_TASK INSTRUCTIONS_:
Write out the data below as a JSON list of strings, one string per line, with blank lines omitted and the pictures left out.

_INFORMATION SUPPLIED_:
▬▬▬▬▬▬

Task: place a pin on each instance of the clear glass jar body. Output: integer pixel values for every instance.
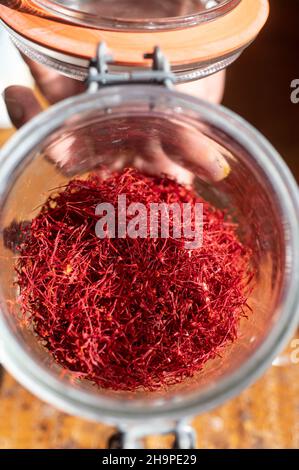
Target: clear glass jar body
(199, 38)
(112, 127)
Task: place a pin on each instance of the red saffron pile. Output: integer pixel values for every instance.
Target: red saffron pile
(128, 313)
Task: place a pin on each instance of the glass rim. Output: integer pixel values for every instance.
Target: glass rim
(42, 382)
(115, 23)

▬▬▬▬▬▬

_THE RESPONSE_:
[
  "Task: place a pin on each instance of the clear glass jar body. Output: integer pixel values for every instance.",
  "Target: clear glass jar body",
  "(199, 38)",
  "(112, 127)",
  "Task: place a pin on each instance of the red saffron pile. Output: integer pixel values for every instance.",
  "Target: red saffron pile",
  "(128, 313)",
  "Task: place a pin on each instance of the glass rim. Output: integer pixel values for every instance.",
  "Target: glass rim",
  "(42, 382)",
  "(115, 23)"
]